▸ Work required: Exactly the lines from the one containing "of the shoulder" through the end of the listing should be written out, both ends included, and nothing more.

━━ Records to process

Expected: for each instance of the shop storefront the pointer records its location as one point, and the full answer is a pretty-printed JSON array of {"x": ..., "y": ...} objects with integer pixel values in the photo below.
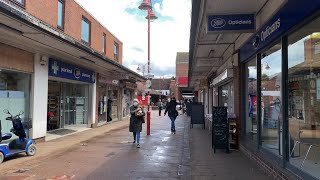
[
  {"x": 129, "y": 91},
  {"x": 108, "y": 99},
  {"x": 16, "y": 69},
  {"x": 282, "y": 89},
  {"x": 68, "y": 95},
  {"x": 222, "y": 90}
]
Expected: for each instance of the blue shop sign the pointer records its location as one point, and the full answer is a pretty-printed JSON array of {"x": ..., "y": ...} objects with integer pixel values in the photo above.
[
  {"x": 69, "y": 71},
  {"x": 234, "y": 22},
  {"x": 293, "y": 13}
]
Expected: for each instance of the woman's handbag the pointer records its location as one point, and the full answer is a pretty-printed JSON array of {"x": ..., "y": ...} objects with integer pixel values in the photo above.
[{"x": 176, "y": 113}]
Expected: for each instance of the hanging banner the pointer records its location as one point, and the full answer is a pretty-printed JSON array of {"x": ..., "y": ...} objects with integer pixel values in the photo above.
[
  {"x": 69, "y": 71},
  {"x": 232, "y": 22}
]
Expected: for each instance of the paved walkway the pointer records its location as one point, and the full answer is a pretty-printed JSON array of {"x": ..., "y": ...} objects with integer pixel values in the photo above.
[{"x": 112, "y": 155}]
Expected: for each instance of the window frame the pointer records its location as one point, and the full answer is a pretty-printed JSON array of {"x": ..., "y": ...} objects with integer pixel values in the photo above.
[
  {"x": 89, "y": 38},
  {"x": 23, "y": 4},
  {"x": 63, "y": 14},
  {"x": 116, "y": 56},
  {"x": 104, "y": 43}
]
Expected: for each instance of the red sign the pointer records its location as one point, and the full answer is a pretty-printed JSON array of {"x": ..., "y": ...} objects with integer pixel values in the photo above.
[{"x": 183, "y": 81}]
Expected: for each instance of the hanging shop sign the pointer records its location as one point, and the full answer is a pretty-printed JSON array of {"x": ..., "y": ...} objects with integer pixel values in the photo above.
[
  {"x": 109, "y": 81},
  {"x": 69, "y": 71},
  {"x": 232, "y": 22},
  {"x": 223, "y": 77},
  {"x": 286, "y": 18},
  {"x": 130, "y": 85}
]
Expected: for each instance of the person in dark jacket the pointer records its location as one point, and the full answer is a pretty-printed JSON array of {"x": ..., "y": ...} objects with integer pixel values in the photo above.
[
  {"x": 160, "y": 104},
  {"x": 172, "y": 113},
  {"x": 137, "y": 115},
  {"x": 109, "y": 104}
]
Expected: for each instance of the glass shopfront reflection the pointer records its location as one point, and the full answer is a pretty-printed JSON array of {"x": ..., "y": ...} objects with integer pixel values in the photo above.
[
  {"x": 14, "y": 96},
  {"x": 304, "y": 98},
  {"x": 226, "y": 96},
  {"x": 251, "y": 105},
  {"x": 271, "y": 117}
]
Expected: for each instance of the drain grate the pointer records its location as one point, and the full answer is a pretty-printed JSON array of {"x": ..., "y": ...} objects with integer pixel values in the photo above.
[
  {"x": 20, "y": 171},
  {"x": 110, "y": 154}
]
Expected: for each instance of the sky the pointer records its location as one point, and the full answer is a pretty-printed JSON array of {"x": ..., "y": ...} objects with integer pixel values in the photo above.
[{"x": 169, "y": 34}]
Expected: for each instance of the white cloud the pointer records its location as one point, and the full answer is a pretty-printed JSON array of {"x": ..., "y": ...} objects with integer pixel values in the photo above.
[{"x": 169, "y": 34}]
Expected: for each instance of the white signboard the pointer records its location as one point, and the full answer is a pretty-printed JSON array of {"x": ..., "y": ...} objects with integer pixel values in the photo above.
[
  {"x": 148, "y": 84},
  {"x": 318, "y": 89}
]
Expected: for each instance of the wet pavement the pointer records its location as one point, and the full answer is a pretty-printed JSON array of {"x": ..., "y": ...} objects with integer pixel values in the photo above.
[{"x": 112, "y": 155}]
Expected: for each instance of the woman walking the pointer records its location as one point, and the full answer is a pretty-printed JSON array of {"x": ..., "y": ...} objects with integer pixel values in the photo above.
[
  {"x": 172, "y": 113},
  {"x": 136, "y": 119}
]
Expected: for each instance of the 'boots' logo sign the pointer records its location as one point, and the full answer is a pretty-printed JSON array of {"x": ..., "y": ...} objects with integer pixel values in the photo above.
[
  {"x": 218, "y": 23},
  {"x": 234, "y": 22}
]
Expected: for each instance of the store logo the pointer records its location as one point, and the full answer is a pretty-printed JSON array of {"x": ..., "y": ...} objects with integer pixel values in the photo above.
[
  {"x": 77, "y": 73},
  {"x": 218, "y": 23},
  {"x": 55, "y": 67},
  {"x": 256, "y": 41},
  {"x": 93, "y": 77}
]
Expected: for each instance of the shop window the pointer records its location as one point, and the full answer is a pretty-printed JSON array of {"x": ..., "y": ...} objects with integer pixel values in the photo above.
[
  {"x": 104, "y": 39},
  {"x": 271, "y": 105},
  {"x": 102, "y": 106},
  {"x": 304, "y": 98},
  {"x": 14, "y": 96},
  {"x": 60, "y": 14},
  {"x": 226, "y": 96},
  {"x": 251, "y": 102},
  {"x": 112, "y": 104},
  {"x": 85, "y": 31},
  {"x": 19, "y": 2}
]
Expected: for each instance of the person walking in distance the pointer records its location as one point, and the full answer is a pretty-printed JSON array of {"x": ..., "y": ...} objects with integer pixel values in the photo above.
[
  {"x": 160, "y": 104},
  {"x": 136, "y": 120},
  {"x": 172, "y": 113}
]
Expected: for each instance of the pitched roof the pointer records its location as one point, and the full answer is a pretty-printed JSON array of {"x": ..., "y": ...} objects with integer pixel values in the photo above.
[{"x": 161, "y": 84}]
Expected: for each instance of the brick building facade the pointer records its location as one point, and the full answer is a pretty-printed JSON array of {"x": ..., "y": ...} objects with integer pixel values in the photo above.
[{"x": 55, "y": 57}]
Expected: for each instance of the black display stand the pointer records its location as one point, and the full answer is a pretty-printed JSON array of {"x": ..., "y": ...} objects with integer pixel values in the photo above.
[
  {"x": 197, "y": 115},
  {"x": 220, "y": 129}
]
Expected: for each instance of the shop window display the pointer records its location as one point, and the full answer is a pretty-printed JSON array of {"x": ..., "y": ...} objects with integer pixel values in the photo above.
[
  {"x": 251, "y": 105},
  {"x": 226, "y": 96},
  {"x": 112, "y": 105},
  {"x": 14, "y": 96},
  {"x": 271, "y": 106},
  {"x": 304, "y": 98}
]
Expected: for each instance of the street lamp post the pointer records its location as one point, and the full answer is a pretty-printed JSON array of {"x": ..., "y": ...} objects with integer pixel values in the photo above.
[
  {"x": 147, "y": 5},
  {"x": 143, "y": 67},
  {"x": 160, "y": 86}
]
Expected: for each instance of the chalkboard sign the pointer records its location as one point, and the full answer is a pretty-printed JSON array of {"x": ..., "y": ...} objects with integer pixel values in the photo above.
[
  {"x": 197, "y": 115},
  {"x": 220, "y": 128}
]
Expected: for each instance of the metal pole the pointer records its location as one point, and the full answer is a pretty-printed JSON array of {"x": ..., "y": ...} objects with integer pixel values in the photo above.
[{"x": 148, "y": 113}]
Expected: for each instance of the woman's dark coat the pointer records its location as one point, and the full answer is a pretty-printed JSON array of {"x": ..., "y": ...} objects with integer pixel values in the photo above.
[
  {"x": 135, "y": 122},
  {"x": 171, "y": 109}
]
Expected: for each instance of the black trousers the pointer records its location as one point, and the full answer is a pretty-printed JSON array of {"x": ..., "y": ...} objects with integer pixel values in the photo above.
[{"x": 134, "y": 136}]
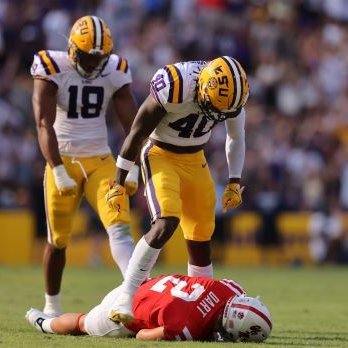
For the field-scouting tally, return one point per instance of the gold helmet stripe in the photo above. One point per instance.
(98, 33)
(48, 63)
(122, 65)
(176, 84)
(237, 79)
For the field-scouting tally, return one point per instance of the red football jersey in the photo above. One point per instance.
(187, 307)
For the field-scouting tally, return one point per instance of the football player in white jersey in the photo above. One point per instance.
(71, 93)
(186, 101)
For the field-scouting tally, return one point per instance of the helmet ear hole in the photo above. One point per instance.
(246, 319)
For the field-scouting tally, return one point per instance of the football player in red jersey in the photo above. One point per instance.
(172, 307)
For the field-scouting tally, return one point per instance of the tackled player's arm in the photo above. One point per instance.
(151, 334)
(44, 105)
(149, 115)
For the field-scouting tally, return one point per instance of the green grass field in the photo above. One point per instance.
(309, 305)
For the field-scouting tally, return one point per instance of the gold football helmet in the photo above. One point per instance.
(90, 46)
(222, 88)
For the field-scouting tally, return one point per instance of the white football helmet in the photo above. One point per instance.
(246, 319)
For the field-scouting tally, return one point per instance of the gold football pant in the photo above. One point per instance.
(180, 185)
(92, 175)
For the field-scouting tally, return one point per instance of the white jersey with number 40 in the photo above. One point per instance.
(80, 124)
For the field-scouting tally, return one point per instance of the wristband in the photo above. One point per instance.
(124, 164)
(133, 174)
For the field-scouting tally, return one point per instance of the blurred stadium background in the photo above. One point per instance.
(296, 170)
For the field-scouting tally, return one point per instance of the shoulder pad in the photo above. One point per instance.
(167, 85)
(118, 63)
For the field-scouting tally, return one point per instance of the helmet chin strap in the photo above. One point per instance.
(93, 75)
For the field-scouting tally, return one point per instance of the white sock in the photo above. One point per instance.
(197, 271)
(140, 265)
(52, 305)
(46, 325)
(121, 245)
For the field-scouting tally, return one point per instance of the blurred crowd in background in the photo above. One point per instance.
(295, 54)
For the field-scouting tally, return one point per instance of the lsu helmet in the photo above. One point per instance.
(222, 89)
(90, 46)
(245, 319)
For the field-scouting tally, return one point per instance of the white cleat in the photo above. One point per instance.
(51, 311)
(35, 318)
(121, 311)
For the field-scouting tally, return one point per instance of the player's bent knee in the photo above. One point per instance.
(161, 231)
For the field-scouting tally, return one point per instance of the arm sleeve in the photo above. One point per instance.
(235, 144)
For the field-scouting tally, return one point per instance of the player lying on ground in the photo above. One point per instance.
(172, 307)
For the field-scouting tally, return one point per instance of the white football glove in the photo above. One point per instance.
(131, 183)
(65, 184)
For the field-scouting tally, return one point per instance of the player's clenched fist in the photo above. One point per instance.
(116, 197)
(232, 196)
(131, 183)
(65, 184)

━━━━

▸ Problem solution:
For the field-scouting tally, return one point per instance of the shoulder pad in the photo above. One point per instance.
(167, 85)
(118, 63)
For the field-scouting tally, return one point per instance of the helmet chin strap in the photo above. One point per instance.
(93, 75)
For the field-scouting tally, return one point per instance of the white sock in the photo above. One point per instance.
(197, 271)
(140, 265)
(52, 305)
(46, 325)
(121, 245)
For the field-scouting tally, return one point per instance of the blurred crowd in background in the photo above. One point per instance.
(295, 54)
For the field-scouting tally, return one point per instance of the lsu helmet in the photo above. One point per instance.
(222, 89)
(90, 46)
(245, 319)
For the field-scouting tally, return one point per instance of the white cleat in the photo above. One point per instance.
(51, 311)
(35, 318)
(121, 311)
For the field-scouting tally, return one point per instance of the player's bent knee in the photo above. One point per instance.
(161, 231)
For the field-scouting tally, return one point per instance of the arm sleeve in the photo above. One point per instance.
(235, 144)
For the field-scouting tally, return one point per instance of the player lying on ground in the photo above. One point per instance.
(172, 307)
For the field-scouting tally, return one point per instance of the white football glove in the photo above. One point per instance.
(131, 183)
(65, 184)
For the field-scouting tally, return one point per instance of the player's clenched fist in the photo above. One point per instance.
(116, 197)
(232, 196)
(131, 183)
(65, 184)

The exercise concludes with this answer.